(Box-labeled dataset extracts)

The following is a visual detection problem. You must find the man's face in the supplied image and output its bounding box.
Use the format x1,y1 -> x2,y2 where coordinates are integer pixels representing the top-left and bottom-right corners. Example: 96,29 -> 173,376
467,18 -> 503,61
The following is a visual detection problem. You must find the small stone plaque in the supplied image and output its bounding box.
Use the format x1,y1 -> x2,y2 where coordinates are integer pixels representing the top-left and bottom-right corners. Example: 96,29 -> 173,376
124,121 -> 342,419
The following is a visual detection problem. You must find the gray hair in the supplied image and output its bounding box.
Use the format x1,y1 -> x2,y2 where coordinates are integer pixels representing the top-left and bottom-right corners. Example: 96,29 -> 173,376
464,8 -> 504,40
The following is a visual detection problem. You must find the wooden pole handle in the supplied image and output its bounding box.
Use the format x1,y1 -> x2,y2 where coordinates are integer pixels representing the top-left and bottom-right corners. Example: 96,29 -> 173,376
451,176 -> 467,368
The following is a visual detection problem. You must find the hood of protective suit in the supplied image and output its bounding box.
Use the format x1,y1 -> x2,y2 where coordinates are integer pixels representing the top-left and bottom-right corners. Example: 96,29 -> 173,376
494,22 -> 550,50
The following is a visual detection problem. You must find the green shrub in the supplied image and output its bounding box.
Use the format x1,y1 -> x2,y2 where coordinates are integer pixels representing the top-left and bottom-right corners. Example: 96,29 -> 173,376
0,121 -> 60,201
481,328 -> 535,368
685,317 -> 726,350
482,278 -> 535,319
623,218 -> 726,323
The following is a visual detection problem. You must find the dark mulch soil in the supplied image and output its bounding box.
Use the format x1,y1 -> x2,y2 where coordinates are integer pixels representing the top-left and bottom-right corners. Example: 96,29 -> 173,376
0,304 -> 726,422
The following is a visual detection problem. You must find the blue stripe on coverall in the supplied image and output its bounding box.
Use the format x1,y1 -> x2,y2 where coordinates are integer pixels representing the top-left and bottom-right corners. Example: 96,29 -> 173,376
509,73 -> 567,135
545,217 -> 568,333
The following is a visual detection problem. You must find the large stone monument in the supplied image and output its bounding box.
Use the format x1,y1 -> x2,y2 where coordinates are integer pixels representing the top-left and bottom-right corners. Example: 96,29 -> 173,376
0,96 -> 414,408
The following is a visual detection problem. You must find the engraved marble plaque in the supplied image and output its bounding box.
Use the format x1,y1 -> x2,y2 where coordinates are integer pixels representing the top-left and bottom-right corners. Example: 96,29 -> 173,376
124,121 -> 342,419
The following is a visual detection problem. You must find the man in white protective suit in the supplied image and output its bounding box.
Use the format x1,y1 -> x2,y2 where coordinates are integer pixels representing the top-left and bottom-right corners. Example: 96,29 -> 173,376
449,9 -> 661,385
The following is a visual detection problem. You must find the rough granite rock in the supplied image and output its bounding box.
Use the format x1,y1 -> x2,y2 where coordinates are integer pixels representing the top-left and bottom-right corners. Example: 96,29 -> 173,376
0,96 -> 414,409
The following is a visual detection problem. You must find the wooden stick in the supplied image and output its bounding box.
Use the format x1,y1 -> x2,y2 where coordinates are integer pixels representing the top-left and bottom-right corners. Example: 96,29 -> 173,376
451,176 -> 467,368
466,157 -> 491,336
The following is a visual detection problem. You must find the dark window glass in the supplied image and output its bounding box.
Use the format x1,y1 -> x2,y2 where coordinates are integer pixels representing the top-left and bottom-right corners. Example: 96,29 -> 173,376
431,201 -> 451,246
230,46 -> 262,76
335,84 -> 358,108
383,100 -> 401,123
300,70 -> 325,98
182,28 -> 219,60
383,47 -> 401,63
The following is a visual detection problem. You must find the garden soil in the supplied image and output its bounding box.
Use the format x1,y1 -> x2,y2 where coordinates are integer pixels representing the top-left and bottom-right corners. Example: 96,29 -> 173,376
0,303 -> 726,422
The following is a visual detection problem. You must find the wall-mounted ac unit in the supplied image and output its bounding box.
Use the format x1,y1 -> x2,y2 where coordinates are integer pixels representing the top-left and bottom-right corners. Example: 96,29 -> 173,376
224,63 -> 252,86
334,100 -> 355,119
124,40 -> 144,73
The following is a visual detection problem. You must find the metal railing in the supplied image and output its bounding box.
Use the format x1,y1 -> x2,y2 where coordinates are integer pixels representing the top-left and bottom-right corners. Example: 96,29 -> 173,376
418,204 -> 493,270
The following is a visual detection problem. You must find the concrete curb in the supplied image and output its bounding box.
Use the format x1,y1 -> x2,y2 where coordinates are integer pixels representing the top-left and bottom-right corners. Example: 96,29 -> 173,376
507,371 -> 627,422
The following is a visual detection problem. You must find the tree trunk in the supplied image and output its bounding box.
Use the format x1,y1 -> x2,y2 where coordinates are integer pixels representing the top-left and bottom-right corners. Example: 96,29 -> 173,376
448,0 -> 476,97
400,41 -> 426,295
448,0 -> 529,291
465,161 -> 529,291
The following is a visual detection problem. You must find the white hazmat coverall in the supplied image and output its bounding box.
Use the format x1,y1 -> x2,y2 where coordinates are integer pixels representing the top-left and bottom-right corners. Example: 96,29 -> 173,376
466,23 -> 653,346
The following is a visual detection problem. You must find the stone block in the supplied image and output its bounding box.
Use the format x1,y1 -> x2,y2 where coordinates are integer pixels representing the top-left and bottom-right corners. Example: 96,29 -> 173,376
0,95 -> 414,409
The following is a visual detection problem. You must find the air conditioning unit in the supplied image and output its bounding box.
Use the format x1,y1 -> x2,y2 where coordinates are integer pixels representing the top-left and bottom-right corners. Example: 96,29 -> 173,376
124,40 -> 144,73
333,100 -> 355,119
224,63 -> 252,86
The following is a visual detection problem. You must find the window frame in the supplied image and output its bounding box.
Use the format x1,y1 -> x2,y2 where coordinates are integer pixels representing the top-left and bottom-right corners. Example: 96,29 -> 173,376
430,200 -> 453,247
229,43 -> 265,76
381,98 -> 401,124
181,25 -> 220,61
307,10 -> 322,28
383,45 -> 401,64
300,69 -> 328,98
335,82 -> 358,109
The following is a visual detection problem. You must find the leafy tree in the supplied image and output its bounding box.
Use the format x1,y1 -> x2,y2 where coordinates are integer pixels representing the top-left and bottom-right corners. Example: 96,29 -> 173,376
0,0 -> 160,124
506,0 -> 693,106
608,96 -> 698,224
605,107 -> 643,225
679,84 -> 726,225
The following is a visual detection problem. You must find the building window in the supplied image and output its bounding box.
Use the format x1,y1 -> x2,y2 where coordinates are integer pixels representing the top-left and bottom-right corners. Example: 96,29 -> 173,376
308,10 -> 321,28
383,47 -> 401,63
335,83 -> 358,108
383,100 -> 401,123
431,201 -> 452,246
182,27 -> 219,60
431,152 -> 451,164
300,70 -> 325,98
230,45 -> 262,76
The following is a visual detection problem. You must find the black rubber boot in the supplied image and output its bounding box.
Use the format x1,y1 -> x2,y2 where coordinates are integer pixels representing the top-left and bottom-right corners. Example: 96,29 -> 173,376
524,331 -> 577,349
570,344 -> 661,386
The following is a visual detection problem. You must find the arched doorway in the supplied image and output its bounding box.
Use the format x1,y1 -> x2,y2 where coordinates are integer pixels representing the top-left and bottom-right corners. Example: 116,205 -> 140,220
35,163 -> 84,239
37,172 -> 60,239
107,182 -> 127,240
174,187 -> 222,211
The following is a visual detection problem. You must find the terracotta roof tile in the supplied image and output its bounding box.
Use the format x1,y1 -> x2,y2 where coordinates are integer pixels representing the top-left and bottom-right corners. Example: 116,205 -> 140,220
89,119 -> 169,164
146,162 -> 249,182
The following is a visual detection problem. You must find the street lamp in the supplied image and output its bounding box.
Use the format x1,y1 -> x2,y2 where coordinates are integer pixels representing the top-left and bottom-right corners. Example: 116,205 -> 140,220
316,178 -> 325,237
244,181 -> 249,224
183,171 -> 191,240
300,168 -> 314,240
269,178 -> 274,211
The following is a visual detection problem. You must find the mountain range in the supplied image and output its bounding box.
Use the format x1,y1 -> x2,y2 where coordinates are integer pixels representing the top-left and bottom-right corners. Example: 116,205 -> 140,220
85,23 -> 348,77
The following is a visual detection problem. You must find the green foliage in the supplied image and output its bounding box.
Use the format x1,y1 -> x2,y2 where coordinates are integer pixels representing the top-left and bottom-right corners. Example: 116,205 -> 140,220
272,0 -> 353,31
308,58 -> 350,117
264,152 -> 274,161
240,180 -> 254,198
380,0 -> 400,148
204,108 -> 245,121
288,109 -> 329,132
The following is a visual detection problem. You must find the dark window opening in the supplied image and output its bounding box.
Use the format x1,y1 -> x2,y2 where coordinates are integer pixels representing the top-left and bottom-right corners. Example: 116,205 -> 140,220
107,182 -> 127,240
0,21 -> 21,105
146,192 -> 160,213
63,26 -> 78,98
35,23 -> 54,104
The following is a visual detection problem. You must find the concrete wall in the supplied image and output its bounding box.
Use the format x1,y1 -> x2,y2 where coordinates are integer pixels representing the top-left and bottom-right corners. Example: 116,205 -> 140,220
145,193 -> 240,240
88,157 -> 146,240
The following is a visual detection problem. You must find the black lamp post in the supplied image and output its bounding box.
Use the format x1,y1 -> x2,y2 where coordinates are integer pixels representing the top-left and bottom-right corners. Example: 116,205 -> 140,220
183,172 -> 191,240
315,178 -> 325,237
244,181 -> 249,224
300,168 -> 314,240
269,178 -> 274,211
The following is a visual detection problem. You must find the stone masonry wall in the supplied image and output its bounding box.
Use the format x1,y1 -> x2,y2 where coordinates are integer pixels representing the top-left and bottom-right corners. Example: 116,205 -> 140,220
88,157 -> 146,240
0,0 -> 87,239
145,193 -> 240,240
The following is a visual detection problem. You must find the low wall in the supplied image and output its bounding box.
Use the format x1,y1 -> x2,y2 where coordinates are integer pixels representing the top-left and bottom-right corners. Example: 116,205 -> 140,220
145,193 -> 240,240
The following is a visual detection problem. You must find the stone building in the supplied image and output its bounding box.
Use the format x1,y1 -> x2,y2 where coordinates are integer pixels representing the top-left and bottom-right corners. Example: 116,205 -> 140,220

> [What to work on] Repeat, word for word, the stretch of the records above from the line containing "find the leafy" through the line containing "679,84 -> 726,225", with both of those lines included.

> [Correct answer]
The following is a visual detection problem. You must find the leafy tree in the supplied image and output its bounding box.
Use the format x1,y1 -> x2,y2 where coordinates are integer pixels representing the top-left and bottom-right corners. Example: 96,29 -> 173,376
0,0 -> 160,124
506,0 -> 693,106
608,96 -> 698,224
605,107 -> 643,225
679,84 -> 726,225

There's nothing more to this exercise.